> **Trecho fornecido**
▬▬▬▬▬▬

Pierre Bourdieu, um grande pensador que teoriza o poder simbólico, apresenta uma teoria de campos muito interessante na qual coloca o direito como uma área autônoma em relação às outras, com um poder simbólico diferenciado pela posição de destaque e influência sobre outros campos, englobando-os, mas não sendo absorvidos em sua totalidade. Ocorre uma intersecção dos diversos campos entre si que se complementam e, no caso, tornam o direito algo diferente do absoluto formalismo (total independência das pressões sociais) e do instrumentalismo (sempre submisso ao poder dominante). Como folhas que caem sobre a superfície calma de um lago e diversas ondas são produzidas, tocam-se e se comunicam, os campos de poder assim o fazem também..
O campo jurídico, cuja lógica regida externa e internamente por relações de forças específicas e pela força das obras jurídicas, respectivamente, move-se pela dinâmica de conflitos, no qual a legitimidade do seu objeto, o direito, ocorre da perspectiva de ampla proteção de direitos ligados à dignidade da pessoa humana. Os conflitos surgem dessa discordância de matéria em que certas ações humanas violam garantias de outrem, do qual devem se resolver pela hermenêutica jurídica, em seu espaço possível, sem discordar de sua estrutura própria, seguindo sua hierarquização que dificulta o surgimento de divergências profundas e principalmente baseado em uma lógica e ética próprias que garante certa estabilidade da estrutura para possibilitar a solução de conflitos.
Dessa forma, na ADPF analisada sobre o caso de aborto de anencéfalos, ocorre a visível análise do campo jurídico citado anteriormente. Um caso inicial na parte mais baixa da hierarquia jurídica que ao verificar um conflito de preceitos fundamentais, abarca uma instância superior capaz de fazer uma interpretação de diversos pontos fora do âmbito jurídico que enriquece o direito e possibilita pontos de vista diversos de outros campos que se comunicam e permitem uma resposta baseada lógica e eticamente para atender os anseios sociais. Uma decisão política, mas repassada ao Supremo Tribunal Federal por causa da inércia das Casas Legislativas em atender as demandas, ocasionado por uma morosidade e disputa de interesses de particulares e coletivos que acarretam no fenômeno da judicialização, apresentado no texto analisado anteriormente do Ministro Luís Roberto Barroso.

▬▬▬▬▬▬

> **Extrato de dados**
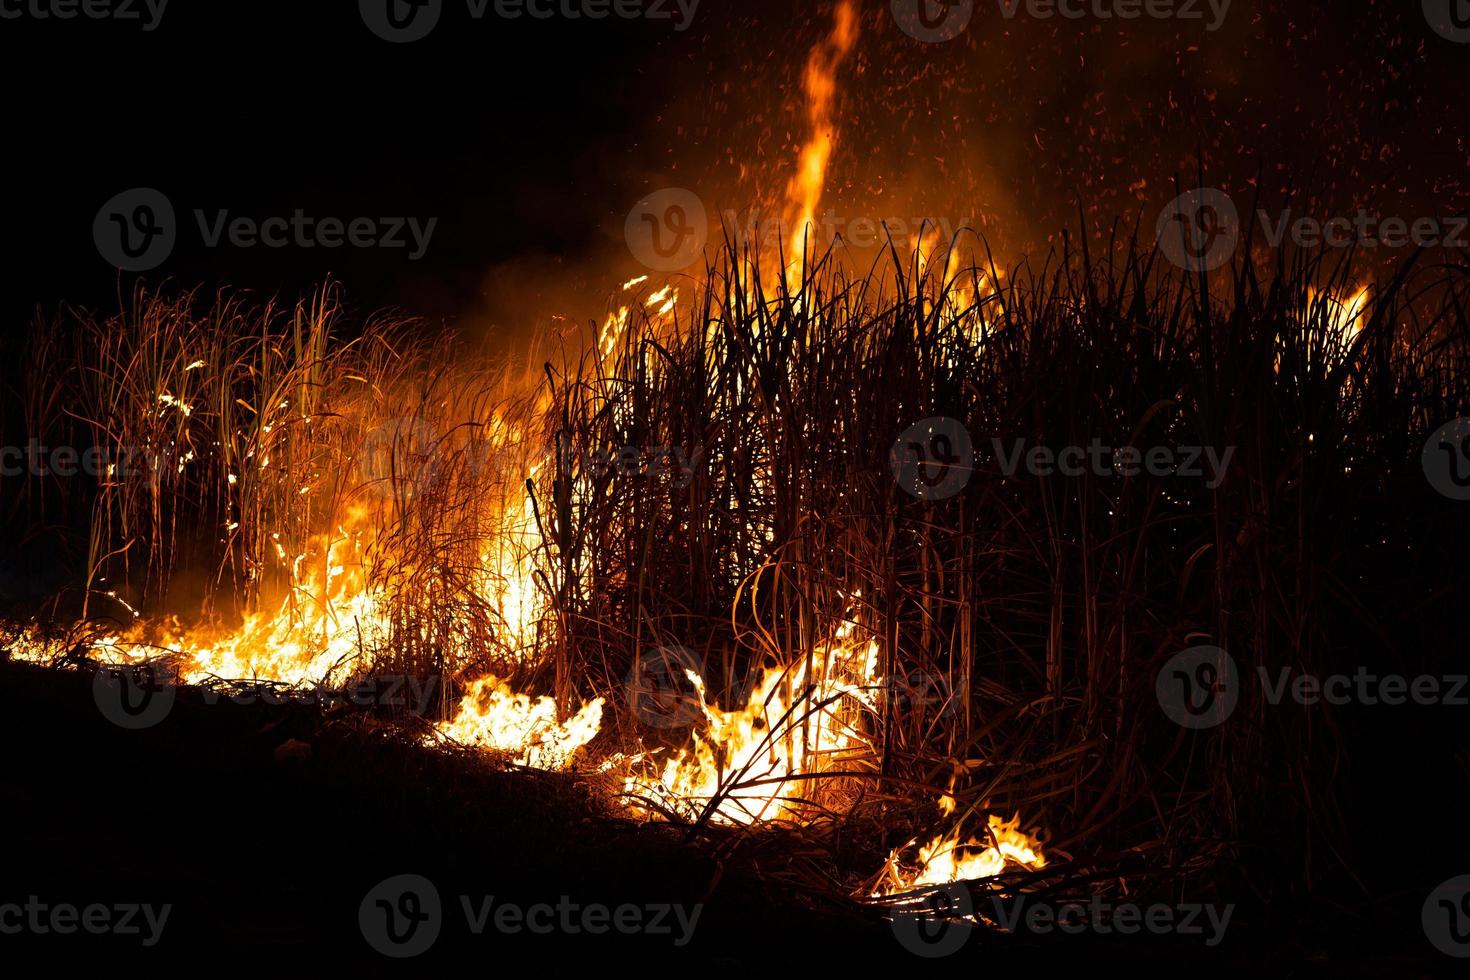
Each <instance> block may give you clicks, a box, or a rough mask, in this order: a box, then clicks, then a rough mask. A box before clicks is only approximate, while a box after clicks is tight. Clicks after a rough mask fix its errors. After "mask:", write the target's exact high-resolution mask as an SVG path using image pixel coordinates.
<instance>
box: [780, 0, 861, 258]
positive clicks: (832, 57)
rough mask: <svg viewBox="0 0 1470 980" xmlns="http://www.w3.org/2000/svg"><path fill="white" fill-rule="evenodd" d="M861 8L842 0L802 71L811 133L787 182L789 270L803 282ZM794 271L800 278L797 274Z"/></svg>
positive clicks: (801, 84)
mask: <svg viewBox="0 0 1470 980" xmlns="http://www.w3.org/2000/svg"><path fill="white" fill-rule="evenodd" d="M857 31H858V26H857V13H856V12H854V9H853V3H851V0H841V1H839V3H838V4H836V9H835V10H833V25H832V32H831V34H829V35H828V37H826V40H825V41H823V43H822V44H817V46H816V47H814V48H811V53H810V56H808V57H807V66H806V71H804V72H803V73H801V88H803V91H804V93H806V97H807V128H808V131H810V135H808V137H807V141H806V143H804V144H803V145H801V151H800V153H798V154H797V172H795V173H794V175H792V176H791V179H789V182H788V184H786V209H788V216H789V219H788V222H786V226H788V228H789V229H791V242H789V248H788V253H786V254H788V256H789V257H791V266H789V267H788V270H786V275H788V282H795V281H800V278H801V267H803V263H804V262H806V244H807V238H808V229H810V228H811V225H813V222H814V220H816V213H817V204H819V203H820V201H822V190H823V187H825V185H826V170H828V162H829V160H831V159H832V141H833V134H835V131H836V123H835V122H833V119H832V104H833V103H835V100H836V71H838V68H841V66H842V62H844V60H847V56H848V53H850V51H851V50H853V44H854V43H856V41H857ZM792 276H795V279H792Z"/></svg>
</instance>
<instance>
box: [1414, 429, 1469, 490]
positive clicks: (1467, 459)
mask: <svg viewBox="0 0 1470 980" xmlns="http://www.w3.org/2000/svg"><path fill="white" fill-rule="evenodd" d="M1421 461H1423V464H1424V478H1426V479H1427V480H1429V485H1430V486H1433V488H1435V489H1436V491H1439V492H1441V494H1444V495H1445V497H1448V498H1449V500H1470V419H1455V420H1454V422H1446V423H1445V425H1442V426H1439V428H1438V429H1435V432H1433V435H1430V436H1429V439H1427V441H1426V442H1424V453H1423V457H1421Z"/></svg>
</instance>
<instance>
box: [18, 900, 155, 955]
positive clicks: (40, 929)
mask: <svg viewBox="0 0 1470 980" xmlns="http://www.w3.org/2000/svg"><path fill="white" fill-rule="evenodd" d="M172 911H173V905H159V907H156V908H154V907H153V905H150V904H128V902H123V904H118V905H103V904H100V902H96V904H91V905H82V907H76V905H71V904H68V902H56V904H49V902H43V901H41V898H40V896H37V895H31V896H28V898H26V902H25V905H21V904H19V902H4V904H0V936H19V934H24V933H29V934H32V936H51V934H54V936H75V934H76V933H90V934H93V936H138V937H141V942H143V945H144V946H147V948H150V949H151V948H153V946H157V945H159V940H160V939H162V937H163V927H165V926H168V923H169V914H171V912H172Z"/></svg>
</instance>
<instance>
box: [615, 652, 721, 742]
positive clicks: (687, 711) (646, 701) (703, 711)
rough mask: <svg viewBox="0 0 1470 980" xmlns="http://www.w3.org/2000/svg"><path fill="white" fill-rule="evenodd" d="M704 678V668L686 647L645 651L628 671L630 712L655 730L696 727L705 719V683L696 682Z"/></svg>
mask: <svg viewBox="0 0 1470 980" xmlns="http://www.w3.org/2000/svg"><path fill="white" fill-rule="evenodd" d="M691 674H692V676H691ZM703 676H704V664H701V663H700V658H698V657H695V655H694V652H692V651H689V649H685V648H684V646H657V648H654V649H648V651H644V652H641V654H638V658H637V660H635V661H634V666H632V669H631V670H629V671H628V683H626V691H628V708H629V710H631V711H632V713H634V717H637V718H638V720H639V721H642V723H644V724H647V726H650V727H654V729H681V727H686V726H691V724H695V723H698V721H700V720H701V718H703V717H704V698H703V692H701V691H700V686H701V685H703V680H700V683H695V680H694V679H695V677H701V679H703Z"/></svg>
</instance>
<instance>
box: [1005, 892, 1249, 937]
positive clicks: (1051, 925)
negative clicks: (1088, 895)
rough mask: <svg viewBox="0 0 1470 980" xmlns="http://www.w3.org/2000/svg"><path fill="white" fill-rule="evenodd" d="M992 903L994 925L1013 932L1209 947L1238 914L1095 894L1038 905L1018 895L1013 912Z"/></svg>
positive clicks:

▬▬▬▬▬▬

Prossiga o texto sobre o campo jurídico segundo Bourdieu a partir da última frase apresentada.

> **Resposta do exercício**
Considera-se o direito à vida nesse caso sob uma óptica biologicista (morte, para a medicina é a morte cerebral. Sem cérebro existe vida?) que leva em consideração a dignidade da mãe que não haverá um filho com vida e, por isso, um aborto de tal natureza torna-se legal para impedir mais sofrimentos à progenitora.
Enfim, Bourdieu, assim como os outros autores estudados durante semestre (Marx, Weber, Barroso e Boaventura de Sousa Santos) apresentam não formas errôneas de análise do Direito, mas complementares entre si, pois abordam ângulos diferentes de um mesmo objeto: o Direito, embalado na pluralidade, um fato consolidado como poder e capaz de se modificar dentro de seus limites para conseguir conciliar a manutenção da ordem e o intenso dinamismo social a que estamos submetidos. Uma tarefa de amplo espectro que necessita mais estudos para melhor compreensão e solução de desavenças que haverá enquanto a sociedade existir.